(DIRECTIONS FOR THIS TASK)
Return everything in the data from the line containing "y=380, one point per instance." down to the line containing "x=389, y=127", word for word and including both of those lines.

[Location labeling records]
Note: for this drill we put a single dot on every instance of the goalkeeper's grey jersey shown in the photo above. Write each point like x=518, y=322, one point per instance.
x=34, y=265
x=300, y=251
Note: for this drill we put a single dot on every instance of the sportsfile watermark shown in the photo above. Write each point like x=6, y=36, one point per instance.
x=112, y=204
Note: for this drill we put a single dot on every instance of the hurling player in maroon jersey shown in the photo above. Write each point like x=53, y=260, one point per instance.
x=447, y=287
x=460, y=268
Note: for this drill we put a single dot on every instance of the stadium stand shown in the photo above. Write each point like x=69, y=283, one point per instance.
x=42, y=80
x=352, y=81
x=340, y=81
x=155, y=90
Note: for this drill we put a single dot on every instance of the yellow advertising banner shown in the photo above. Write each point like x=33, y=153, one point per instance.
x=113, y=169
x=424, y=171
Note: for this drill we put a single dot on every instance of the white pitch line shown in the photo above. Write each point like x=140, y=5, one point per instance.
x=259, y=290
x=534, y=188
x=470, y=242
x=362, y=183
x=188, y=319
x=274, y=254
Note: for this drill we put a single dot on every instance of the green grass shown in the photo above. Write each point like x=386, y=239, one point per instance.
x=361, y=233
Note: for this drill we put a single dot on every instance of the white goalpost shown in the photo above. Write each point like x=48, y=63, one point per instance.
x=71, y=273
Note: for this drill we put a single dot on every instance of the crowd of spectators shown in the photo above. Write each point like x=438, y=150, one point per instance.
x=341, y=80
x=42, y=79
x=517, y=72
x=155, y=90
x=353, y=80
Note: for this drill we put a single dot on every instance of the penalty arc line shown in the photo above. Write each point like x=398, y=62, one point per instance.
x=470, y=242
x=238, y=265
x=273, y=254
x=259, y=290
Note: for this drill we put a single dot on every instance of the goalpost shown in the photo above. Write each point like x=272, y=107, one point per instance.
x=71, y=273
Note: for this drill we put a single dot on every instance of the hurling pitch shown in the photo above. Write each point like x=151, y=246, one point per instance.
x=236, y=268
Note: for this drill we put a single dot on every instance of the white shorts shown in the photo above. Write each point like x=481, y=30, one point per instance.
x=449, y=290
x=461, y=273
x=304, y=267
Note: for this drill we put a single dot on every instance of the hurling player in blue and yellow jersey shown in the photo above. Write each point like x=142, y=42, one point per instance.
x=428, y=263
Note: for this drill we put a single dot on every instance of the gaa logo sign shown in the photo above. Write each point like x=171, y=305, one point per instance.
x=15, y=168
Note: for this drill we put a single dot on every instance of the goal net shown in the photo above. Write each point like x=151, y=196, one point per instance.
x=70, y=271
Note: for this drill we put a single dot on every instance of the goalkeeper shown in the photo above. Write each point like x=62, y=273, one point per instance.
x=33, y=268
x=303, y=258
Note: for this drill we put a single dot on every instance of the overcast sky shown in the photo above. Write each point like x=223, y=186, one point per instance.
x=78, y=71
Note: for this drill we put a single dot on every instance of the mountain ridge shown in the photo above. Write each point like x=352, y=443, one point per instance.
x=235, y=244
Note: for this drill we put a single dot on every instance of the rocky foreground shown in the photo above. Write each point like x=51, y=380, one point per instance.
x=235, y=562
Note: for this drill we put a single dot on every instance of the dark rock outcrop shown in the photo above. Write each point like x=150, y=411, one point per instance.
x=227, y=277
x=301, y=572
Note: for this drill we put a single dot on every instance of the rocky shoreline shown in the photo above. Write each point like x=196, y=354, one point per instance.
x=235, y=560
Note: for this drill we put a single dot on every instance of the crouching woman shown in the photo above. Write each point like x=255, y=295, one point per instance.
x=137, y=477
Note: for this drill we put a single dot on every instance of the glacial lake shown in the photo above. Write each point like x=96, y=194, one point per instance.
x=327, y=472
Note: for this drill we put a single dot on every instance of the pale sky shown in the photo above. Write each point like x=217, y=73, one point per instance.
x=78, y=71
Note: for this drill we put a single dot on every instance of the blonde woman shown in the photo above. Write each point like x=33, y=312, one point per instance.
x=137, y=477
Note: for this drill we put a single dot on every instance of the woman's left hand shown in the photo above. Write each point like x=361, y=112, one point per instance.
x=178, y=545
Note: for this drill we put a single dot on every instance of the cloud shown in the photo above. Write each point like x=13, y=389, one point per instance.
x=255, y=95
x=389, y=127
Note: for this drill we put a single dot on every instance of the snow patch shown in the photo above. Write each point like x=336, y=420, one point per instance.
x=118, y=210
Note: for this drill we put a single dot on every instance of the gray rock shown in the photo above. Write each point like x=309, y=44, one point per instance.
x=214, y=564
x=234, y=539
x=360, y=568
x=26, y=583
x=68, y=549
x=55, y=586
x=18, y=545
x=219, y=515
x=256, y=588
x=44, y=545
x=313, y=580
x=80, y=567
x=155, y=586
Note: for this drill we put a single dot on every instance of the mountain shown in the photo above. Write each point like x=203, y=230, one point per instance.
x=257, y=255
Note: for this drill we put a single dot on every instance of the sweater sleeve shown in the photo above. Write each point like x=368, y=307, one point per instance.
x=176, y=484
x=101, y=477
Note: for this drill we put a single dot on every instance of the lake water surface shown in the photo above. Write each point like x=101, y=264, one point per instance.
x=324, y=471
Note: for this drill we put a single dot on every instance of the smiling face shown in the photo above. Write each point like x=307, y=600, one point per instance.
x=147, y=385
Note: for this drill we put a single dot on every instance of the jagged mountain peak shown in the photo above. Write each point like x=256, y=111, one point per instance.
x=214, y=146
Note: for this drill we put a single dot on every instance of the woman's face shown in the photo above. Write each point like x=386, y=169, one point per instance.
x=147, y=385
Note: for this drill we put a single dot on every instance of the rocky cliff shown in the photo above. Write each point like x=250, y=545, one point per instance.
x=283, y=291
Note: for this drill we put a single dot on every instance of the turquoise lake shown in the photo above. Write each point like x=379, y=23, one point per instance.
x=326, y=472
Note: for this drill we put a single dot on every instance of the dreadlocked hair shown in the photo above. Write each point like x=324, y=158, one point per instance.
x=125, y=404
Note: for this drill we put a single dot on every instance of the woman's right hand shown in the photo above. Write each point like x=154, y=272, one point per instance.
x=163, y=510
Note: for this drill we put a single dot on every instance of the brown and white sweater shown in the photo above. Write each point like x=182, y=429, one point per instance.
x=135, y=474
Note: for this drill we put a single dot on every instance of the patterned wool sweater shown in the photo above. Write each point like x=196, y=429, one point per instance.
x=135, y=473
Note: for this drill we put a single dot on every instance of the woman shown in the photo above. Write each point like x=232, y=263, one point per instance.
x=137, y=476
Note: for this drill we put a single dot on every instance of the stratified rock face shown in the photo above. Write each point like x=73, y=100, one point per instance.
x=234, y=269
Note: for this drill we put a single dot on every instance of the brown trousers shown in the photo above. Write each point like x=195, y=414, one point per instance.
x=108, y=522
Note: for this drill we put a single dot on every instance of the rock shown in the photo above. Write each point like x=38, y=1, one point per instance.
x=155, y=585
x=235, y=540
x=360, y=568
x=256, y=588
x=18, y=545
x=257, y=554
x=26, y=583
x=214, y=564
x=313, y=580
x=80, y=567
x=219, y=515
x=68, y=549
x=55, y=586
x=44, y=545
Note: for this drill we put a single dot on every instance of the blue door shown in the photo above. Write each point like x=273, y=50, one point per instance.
* * *
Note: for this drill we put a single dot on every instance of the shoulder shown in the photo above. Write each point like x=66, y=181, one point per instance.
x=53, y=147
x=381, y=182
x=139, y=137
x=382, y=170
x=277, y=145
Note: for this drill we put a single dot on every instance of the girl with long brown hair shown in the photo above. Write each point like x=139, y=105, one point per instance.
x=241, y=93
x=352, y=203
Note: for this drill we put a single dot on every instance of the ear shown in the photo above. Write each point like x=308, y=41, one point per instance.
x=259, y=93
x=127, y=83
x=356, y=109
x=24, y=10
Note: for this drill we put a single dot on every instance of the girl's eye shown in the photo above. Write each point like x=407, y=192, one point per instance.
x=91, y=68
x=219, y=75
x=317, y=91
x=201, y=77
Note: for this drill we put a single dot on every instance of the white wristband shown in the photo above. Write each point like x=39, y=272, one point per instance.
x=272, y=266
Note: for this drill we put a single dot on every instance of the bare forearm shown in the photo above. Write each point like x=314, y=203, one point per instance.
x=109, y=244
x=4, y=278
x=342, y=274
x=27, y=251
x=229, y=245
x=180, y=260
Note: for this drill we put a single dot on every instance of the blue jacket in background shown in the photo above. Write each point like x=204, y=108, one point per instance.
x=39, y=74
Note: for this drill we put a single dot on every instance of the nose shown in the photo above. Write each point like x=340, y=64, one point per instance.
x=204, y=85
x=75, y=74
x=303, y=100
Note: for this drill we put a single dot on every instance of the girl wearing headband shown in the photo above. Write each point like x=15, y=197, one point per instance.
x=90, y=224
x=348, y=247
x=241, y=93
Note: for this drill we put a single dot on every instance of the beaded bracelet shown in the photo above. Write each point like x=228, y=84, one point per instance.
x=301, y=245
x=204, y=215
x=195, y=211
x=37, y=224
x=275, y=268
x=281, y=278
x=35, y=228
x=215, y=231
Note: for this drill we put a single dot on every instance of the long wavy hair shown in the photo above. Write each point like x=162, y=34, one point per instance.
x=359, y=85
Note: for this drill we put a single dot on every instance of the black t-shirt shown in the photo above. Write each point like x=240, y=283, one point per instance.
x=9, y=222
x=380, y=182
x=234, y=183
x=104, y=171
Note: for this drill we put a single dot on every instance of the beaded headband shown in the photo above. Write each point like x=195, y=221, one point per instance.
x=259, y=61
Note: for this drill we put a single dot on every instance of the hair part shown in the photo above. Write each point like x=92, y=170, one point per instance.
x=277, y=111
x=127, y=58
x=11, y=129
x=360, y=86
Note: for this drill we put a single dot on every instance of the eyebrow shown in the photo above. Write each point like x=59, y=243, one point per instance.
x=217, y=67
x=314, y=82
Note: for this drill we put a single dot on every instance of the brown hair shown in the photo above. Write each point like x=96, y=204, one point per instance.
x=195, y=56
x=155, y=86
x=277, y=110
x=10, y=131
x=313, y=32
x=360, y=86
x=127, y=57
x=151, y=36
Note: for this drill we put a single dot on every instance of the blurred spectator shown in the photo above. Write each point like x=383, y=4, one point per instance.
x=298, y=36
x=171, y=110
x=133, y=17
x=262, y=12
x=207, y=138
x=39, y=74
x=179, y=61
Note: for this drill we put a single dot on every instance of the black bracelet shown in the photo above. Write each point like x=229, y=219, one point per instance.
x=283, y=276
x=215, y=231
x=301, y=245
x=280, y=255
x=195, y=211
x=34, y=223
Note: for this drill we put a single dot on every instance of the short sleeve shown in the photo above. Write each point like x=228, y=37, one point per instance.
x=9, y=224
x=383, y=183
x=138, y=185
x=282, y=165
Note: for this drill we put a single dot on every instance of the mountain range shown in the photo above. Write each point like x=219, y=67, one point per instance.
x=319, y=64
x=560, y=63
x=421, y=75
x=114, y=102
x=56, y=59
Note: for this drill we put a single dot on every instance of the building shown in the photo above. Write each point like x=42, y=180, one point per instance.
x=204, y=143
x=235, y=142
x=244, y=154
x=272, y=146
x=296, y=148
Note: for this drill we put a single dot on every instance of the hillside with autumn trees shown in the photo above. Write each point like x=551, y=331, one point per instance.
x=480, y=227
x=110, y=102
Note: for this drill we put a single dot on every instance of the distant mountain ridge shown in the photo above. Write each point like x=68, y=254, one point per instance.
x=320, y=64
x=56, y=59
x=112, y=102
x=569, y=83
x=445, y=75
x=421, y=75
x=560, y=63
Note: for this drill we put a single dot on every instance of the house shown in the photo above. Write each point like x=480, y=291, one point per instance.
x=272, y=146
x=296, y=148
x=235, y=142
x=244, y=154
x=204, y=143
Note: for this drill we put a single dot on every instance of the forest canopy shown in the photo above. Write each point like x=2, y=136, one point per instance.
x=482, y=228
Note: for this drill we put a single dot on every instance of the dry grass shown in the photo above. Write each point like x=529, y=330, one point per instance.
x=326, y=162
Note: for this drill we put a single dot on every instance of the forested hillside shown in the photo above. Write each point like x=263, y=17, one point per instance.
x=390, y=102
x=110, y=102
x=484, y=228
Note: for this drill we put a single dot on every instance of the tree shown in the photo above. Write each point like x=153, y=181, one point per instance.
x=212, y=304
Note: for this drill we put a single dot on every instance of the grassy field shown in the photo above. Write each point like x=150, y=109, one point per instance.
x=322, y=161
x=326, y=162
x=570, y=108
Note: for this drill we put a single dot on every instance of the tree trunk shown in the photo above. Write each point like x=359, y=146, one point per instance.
==
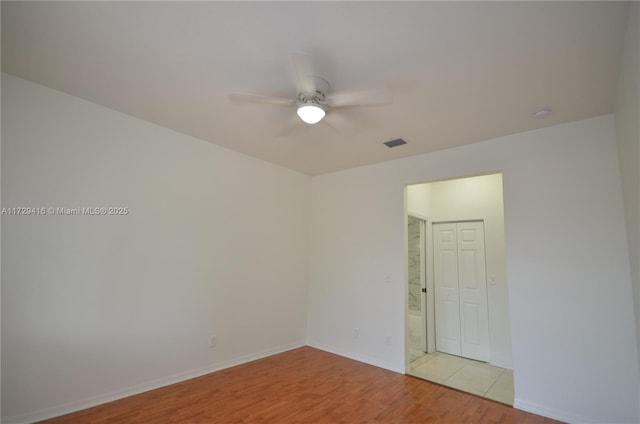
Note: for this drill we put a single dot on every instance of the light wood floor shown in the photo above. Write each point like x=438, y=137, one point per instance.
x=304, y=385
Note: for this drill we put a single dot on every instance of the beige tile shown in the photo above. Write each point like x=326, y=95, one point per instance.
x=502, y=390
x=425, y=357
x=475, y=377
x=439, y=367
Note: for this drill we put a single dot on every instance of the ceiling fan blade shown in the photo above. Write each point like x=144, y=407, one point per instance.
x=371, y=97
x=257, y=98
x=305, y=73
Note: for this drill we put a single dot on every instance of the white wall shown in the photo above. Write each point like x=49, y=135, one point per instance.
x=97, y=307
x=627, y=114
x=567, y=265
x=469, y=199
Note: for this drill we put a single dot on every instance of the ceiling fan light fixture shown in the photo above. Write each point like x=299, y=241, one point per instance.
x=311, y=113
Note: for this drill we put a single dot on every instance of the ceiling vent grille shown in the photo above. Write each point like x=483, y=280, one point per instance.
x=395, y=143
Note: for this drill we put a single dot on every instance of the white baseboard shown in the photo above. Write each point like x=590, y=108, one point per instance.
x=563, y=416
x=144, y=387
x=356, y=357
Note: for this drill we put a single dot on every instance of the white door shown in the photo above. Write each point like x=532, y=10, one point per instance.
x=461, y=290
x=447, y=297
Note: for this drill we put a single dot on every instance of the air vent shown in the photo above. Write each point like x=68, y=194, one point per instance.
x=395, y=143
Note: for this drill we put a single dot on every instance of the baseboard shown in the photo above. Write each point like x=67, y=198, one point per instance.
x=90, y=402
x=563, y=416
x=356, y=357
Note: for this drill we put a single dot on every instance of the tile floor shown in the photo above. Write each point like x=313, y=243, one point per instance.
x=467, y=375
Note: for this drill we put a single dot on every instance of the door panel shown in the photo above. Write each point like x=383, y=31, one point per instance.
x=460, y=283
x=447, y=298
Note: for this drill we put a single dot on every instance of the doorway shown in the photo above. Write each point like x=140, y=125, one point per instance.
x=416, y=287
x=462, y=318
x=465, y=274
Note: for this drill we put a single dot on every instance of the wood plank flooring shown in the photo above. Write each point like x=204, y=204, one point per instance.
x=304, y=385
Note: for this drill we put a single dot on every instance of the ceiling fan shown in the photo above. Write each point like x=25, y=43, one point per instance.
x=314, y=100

(PROBLEM SOLUTION)
Note: for this drill we put a single dot on every instance of the rocky foreground shown in the photo above. Write each point like x=51, y=380, one point per instance.
x=235, y=562
Note: for this drill we put a single dot on every instance of the dark rock outcrop shown in the photo above. Write each point like x=150, y=411, one point per instance.
x=227, y=277
x=301, y=572
Note: for this drill we put a single dot on every instance of the rocky shoreline shown in the photo above. Write each point like x=196, y=354, one point per instance.
x=235, y=560
Note: for this drill we put a single dot on every instance of the crouching woman shown in the photo above. Write each point like x=255, y=295, one point per instance.
x=137, y=477
Note: for this drill we put a single dot on every instance of the glacial lake shown in the photo above. Write each point like x=96, y=194, one point per instance.
x=327, y=472
Note: for this drill we put a single dot on every instance of the pale sky shown in the photo above. Write each point like x=217, y=73, one point per instance.
x=78, y=71
Note: for this drill we put a single dot on every instance of the blonde woman shown in the photo above. Write each point like x=33, y=312, one point per instance.
x=137, y=477
Note: for this drill we put a single dot on every instance of the woman's left hand shown in the photo above. Write each point like x=361, y=112, one point per instance.
x=178, y=545
Note: for this drill we put a single dot on every instance of the cloud shown in the photo above. Write each point like x=13, y=389, one point per instance.
x=255, y=95
x=389, y=127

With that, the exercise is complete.